Records shown:
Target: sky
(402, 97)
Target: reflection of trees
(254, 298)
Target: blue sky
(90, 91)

Exercise description: Output the entries exactly.

Written solution:
Target: sky
(402, 97)
Target: reflection of trees
(254, 298)
Target: blue sky
(90, 91)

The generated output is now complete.